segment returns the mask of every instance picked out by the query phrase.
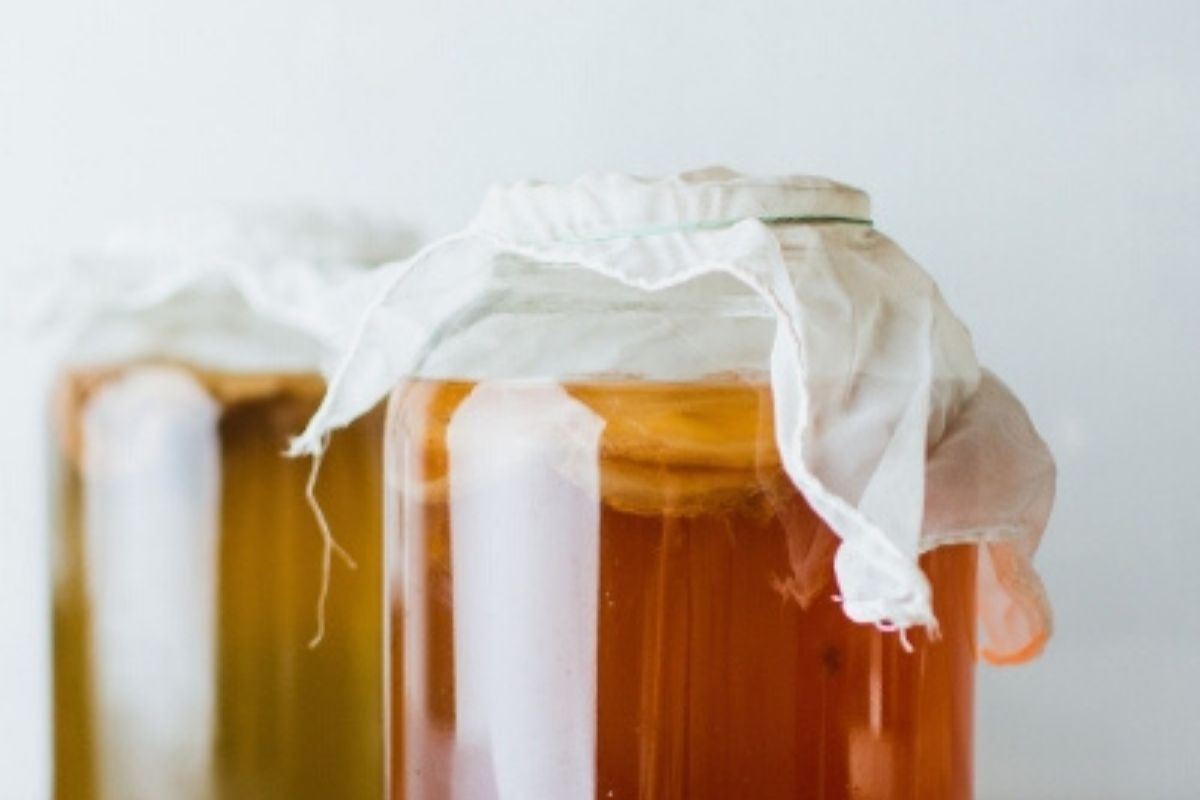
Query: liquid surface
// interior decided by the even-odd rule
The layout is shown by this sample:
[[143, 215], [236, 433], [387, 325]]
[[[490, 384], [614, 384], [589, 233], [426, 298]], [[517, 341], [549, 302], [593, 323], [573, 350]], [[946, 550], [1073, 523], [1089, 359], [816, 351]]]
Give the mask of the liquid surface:
[[397, 390], [391, 796], [969, 798], [975, 550], [939, 640], [851, 623], [773, 437], [732, 380]]
[[135, 365], [61, 382], [54, 785], [63, 800], [378, 798], [380, 413], [334, 437], [317, 496], [308, 376]]

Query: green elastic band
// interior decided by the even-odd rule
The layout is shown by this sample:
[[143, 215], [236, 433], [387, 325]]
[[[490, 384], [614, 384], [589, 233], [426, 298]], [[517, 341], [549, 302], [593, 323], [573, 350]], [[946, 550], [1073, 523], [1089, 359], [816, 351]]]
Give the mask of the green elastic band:
[[562, 244], [588, 244], [590, 242], [607, 242], [613, 239], [640, 239], [646, 236], [662, 236], [668, 233], [687, 233], [689, 231], [709, 231], [717, 230], [719, 228], [730, 228], [734, 225], [737, 225], [739, 222], [745, 222], [748, 219], [757, 219], [759, 222], [762, 222], [766, 225], [845, 224], [864, 225], [870, 228], [875, 224], [872, 220], [865, 219], [863, 217], [740, 217], [738, 219], [701, 220], [700, 222], [672, 223], [670, 225], [655, 225], [646, 228], [631, 228], [629, 230], [605, 233], [600, 236], [581, 236], [577, 239], [557, 239], [555, 241]]

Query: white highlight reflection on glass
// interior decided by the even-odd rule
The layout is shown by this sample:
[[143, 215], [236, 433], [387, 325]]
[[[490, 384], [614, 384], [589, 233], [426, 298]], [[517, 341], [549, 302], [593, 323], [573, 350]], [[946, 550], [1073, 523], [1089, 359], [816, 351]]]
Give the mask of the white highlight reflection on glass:
[[85, 412], [85, 548], [105, 797], [210, 794], [217, 415], [203, 387], [168, 368], [114, 381]]
[[603, 428], [540, 383], [480, 384], [450, 423], [456, 797], [595, 794]]

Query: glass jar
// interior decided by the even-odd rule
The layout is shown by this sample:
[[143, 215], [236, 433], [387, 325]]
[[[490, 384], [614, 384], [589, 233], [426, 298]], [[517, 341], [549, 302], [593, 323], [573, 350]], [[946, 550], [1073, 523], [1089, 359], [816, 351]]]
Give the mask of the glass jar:
[[284, 457], [383, 255], [349, 221], [140, 229], [60, 288], [56, 797], [382, 793], [382, 405]]
[[833, 599], [761, 381], [420, 381], [389, 413], [393, 797], [963, 798], [975, 546], [940, 638]]
[[57, 797], [379, 796], [382, 415], [325, 461], [357, 570], [310, 649], [321, 532], [308, 466], [281, 453], [323, 390], [178, 363], [62, 377]]
[[391, 393], [391, 796], [970, 797], [976, 546], [923, 556], [911, 652], [847, 618], [770, 313], [717, 276], [500, 283]]
[[298, 446], [390, 392], [391, 797], [971, 796], [1053, 462], [865, 195], [517, 184], [381, 287]]

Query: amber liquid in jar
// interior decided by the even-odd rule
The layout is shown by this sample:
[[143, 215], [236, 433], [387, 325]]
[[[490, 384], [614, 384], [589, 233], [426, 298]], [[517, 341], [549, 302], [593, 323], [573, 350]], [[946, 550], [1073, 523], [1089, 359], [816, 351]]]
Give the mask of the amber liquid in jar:
[[155, 364], [58, 391], [54, 787], [63, 800], [383, 791], [382, 414], [334, 437], [316, 495], [339, 543], [323, 641], [307, 375]]
[[975, 550], [940, 638], [850, 622], [769, 391], [414, 382], [389, 410], [390, 794], [969, 798]]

● TASK DESCRIPTION
Above are the entries; write them out again exactly, omitting the pictures.

● RESPONSE FOR THIS EXERCISE
segment returns the mask of every instance picked out by the query phrase.
Query: liquid surface
// interior decided by the even-odd rule
The layout is shown by this sample:
[[143, 215], [236, 433], [387, 325]]
[[[490, 384], [614, 384], [589, 233], [426, 298]], [[517, 341], [549, 302], [593, 323], [573, 350]], [[946, 550], [1073, 523], [1089, 359], [816, 351]]]
Give the mask of the liquid surface:
[[397, 390], [391, 796], [969, 798], [975, 550], [939, 640], [851, 623], [773, 437], [732, 380]]
[[135, 365], [61, 382], [54, 785], [63, 800], [378, 798], [380, 413], [334, 437], [317, 496], [308, 376]]

Query: green elastic band
// interior decided by the even-odd rule
The layout is shown by this sample:
[[143, 215], [236, 433], [387, 325]]
[[[490, 384], [614, 384], [589, 233], [426, 298]], [[517, 341], [549, 302], [593, 323], [573, 350]], [[946, 550], [1073, 523], [1089, 359], [816, 351]]]
Give the mask of the green elastic band:
[[562, 244], [588, 244], [590, 242], [607, 242], [613, 239], [640, 239], [646, 236], [662, 236], [668, 233], [687, 233], [689, 231], [709, 231], [717, 230], [719, 228], [730, 228], [734, 225], [737, 225], [739, 222], [745, 222], [748, 219], [757, 219], [759, 222], [762, 222], [766, 225], [845, 224], [864, 225], [870, 228], [875, 224], [872, 220], [865, 219], [863, 217], [740, 217], [738, 219], [701, 220], [700, 222], [672, 223], [670, 225], [655, 225], [646, 228], [631, 228], [629, 230], [605, 233], [600, 236], [581, 236], [577, 239], [557, 239], [555, 241]]

Query: white highlight reflection on glass
// interior decided by the even-odd rule
The layout is shown by this sample:
[[143, 215], [236, 433], [387, 325]]
[[[490, 384], [614, 384], [589, 233], [426, 298]], [[517, 341], [549, 302], [593, 323], [573, 350]], [[946, 550], [1073, 523], [1089, 359], [816, 351]]]
Give the mask of the white highlight reflection on glass:
[[85, 412], [85, 548], [105, 797], [210, 794], [217, 415], [203, 387], [168, 368], [114, 381]]
[[603, 428], [540, 383], [480, 384], [450, 423], [456, 797], [595, 794]]

Query: glass jar
// interior decided by the even-odd rule
The layout is shown by this sample:
[[143, 215], [236, 433], [387, 325]]
[[[490, 384], [614, 384], [589, 233], [426, 298]], [[517, 341], [549, 302], [593, 323], [573, 350]], [[946, 550], [1073, 523], [1089, 359], [816, 351]]]
Give the mask of the glass jar:
[[284, 457], [383, 255], [349, 221], [140, 229], [60, 288], [56, 797], [382, 793], [382, 405]]
[[833, 599], [761, 381], [420, 381], [389, 413], [393, 797], [963, 798], [975, 546], [940, 638]]
[[57, 797], [379, 796], [382, 415], [325, 461], [357, 570], [310, 649], [321, 532], [308, 466], [281, 453], [323, 390], [178, 363], [62, 377]]
[[391, 393], [391, 796], [970, 797], [976, 546], [923, 556], [911, 652], [847, 618], [770, 313], [717, 276], [500, 283]]
[[298, 446], [390, 392], [391, 797], [971, 796], [1053, 462], [865, 195], [517, 184], [381, 287]]

Query: amber liquid in jar
// interior decided by the even-odd rule
The layout is shown by this sample:
[[143, 215], [236, 433], [387, 325]]
[[[490, 384], [614, 384], [589, 233], [426, 298]], [[517, 341], [549, 302], [593, 323], [573, 350]], [[946, 550], [1073, 523], [1089, 359], [816, 351]]]
Give the mask of the amber liquid in jar:
[[155, 364], [58, 391], [54, 787], [63, 800], [383, 791], [382, 414], [334, 437], [316, 495], [339, 543], [323, 641], [307, 375]]
[[975, 550], [940, 638], [850, 622], [769, 391], [414, 382], [389, 410], [390, 794], [969, 798]]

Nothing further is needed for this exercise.